* SUPPLIED MATERIAL:
/---
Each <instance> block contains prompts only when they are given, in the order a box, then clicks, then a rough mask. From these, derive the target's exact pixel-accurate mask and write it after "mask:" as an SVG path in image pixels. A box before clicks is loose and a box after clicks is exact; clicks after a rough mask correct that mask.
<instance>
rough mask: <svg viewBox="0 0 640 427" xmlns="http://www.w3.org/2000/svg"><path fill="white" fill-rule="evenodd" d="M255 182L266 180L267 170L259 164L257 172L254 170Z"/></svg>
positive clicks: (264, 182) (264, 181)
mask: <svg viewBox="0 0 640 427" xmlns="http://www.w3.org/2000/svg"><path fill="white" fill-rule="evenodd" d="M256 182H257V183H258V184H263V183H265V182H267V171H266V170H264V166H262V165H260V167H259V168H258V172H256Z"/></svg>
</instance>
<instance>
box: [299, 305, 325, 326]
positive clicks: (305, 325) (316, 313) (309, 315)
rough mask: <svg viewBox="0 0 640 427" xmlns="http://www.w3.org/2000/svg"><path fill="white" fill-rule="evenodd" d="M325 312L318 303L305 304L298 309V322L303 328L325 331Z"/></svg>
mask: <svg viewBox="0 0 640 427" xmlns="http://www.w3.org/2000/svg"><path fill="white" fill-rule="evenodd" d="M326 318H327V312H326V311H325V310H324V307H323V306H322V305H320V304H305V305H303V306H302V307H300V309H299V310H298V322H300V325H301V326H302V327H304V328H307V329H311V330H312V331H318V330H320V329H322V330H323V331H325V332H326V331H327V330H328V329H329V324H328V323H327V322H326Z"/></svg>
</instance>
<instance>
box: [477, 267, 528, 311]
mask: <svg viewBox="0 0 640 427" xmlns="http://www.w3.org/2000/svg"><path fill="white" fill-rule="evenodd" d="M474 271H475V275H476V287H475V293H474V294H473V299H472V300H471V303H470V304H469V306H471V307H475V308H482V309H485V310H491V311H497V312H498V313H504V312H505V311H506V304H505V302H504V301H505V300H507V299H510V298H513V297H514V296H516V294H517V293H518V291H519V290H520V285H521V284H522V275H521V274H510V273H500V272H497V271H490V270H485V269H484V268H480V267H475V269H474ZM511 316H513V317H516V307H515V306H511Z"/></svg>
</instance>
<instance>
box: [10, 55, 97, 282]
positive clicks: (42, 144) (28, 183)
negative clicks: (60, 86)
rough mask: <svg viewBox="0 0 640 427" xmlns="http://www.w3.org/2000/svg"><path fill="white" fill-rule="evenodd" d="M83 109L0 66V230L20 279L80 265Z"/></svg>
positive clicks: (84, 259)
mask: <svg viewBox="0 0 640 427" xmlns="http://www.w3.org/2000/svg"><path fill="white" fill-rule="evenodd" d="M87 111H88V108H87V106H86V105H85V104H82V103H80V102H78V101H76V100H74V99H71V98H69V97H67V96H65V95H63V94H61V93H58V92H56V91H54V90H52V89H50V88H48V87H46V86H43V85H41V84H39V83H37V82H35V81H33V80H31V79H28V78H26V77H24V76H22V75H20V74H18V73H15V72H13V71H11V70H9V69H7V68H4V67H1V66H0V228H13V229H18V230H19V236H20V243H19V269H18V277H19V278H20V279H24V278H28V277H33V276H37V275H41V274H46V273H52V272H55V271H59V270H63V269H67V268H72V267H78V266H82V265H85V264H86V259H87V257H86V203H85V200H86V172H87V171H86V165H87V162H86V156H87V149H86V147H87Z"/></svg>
\---
* TO DO:
Start with the first line of the data and print every line exactly. The line containing "positive clicks: (305, 325)" is the last one to include.

* EXPECTED OUTPUT:
Each <instance> block contains prompts only when they are given, in the order a box, then clicks, then a rough mask. From these, derive the target's exact pixel-accurate mask and write it after "mask:" as an SVG path in image pixels. A box before clicks is loose and a box after clicks is exact; clicks after a rough mask correct that mask.
<instance>
rough mask: <svg viewBox="0 0 640 427" xmlns="http://www.w3.org/2000/svg"><path fill="white" fill-rule="evenodd" d="M255 182L266 180L267 170L259 164L257 172L254 170Z"/></svg>
positive clicks: (264, 182) (264, 181)
mask: <svg viewBox="0 0 640 427" xmlns="http://www.w3.org/2000/svg"><path fill="white" fill-rule="evenodd" d="M256 182H257V183H258V184H263V183H265V182H267V171H266V170H264V166H262V165H260V167H259V168H258V172H256Z"/></svg>
</instance>
<instance>
box: [299, 305, 325, 326]
positive clicks: (305, 325) (316, 313) (309, 315)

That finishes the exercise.